→ **Activities**:
1 – Name the six board members that the text below on Altman's departure places in the two likely factions of the 3v3 split vote.
2 – From the text below on Altman's departure, write out word for word the part that opens with the words containing "It was not over" and closes with "and deployment speed.".

→ **Passage provided**:

+ + + + + + +

My Highest Likelihood Explanation on Altman's Departure:
Erosion of senior leadership experience on the OpenAI Board of Directors created a situation where factionalism over the proposed use of a recent breakthrough led to a political takeover.
Over the last few years, board of directors at OpenAI lost a lot of its senior oversight due to conflicts of interest - Elon Musk, Reid Hoffman, Will Hurd. The only person left with significant leadership experience is Adam D'Angelo.
After Will Hurd left, it was a split vote, 3v3:
The likely factions were Ilya, Sam, Greg vs Adam, Tasha, Helen.
Firing Sam was politics.
It was not over performance, strategic leadership, or vision for the company. Rather, there was contention over the use of a breakthrough that drove a vote between safetyism and deployment speed.
Why this was Factionalism - Sudden Ousting
If this was planned, Sam would not be representing OpenAI at APEC events all week, OpenAI DevDay two weeks ago. If Microsoft knew or was involved, Satya Nadella would not have been on-stage with Sam at Dev Day.
Microsoft claims they didn't have advance knowledge of this - they claim they knew about it one minute in advance. There clearly was not internal alignment on this decision either -
@gdb just quit over this.
What was the wedge issue? Just recently at APEC Sam announced he had witnessed the frontier of knowledge being pushed back four times in his experience at OpenAI, and the last time was recently - a couple weeks ago.

+ + + + + + +

→ **Raw data**:
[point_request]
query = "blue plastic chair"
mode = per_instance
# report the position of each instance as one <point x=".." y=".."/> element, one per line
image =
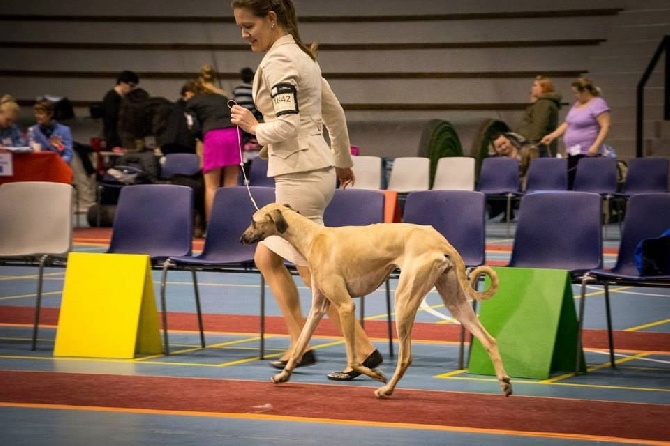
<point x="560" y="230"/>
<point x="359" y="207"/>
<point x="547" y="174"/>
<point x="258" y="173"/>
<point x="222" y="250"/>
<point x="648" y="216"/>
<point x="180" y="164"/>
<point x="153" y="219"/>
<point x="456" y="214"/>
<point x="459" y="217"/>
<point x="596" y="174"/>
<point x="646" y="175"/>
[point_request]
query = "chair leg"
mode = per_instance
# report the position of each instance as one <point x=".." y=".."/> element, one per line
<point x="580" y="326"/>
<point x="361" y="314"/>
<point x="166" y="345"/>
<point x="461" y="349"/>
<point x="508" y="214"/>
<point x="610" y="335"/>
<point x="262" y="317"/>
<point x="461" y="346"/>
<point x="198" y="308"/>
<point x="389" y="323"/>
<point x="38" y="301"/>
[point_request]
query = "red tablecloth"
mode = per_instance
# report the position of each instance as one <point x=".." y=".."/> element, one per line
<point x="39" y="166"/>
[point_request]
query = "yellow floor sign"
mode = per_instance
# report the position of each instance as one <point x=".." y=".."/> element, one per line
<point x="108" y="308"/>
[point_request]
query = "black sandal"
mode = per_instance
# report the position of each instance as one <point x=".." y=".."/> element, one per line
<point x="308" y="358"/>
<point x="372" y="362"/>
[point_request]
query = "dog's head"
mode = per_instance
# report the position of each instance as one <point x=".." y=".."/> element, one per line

+ + + + + + +

→ **Written answers**:
1 – Ilya, Sam, Greg, Adam, Tasha, Helen

2 –
It was not over performance, strategic leadership, or vision for the company. Rather, there was contention over the use of a breakthrough that drove a vote between safetyism and deployment speed.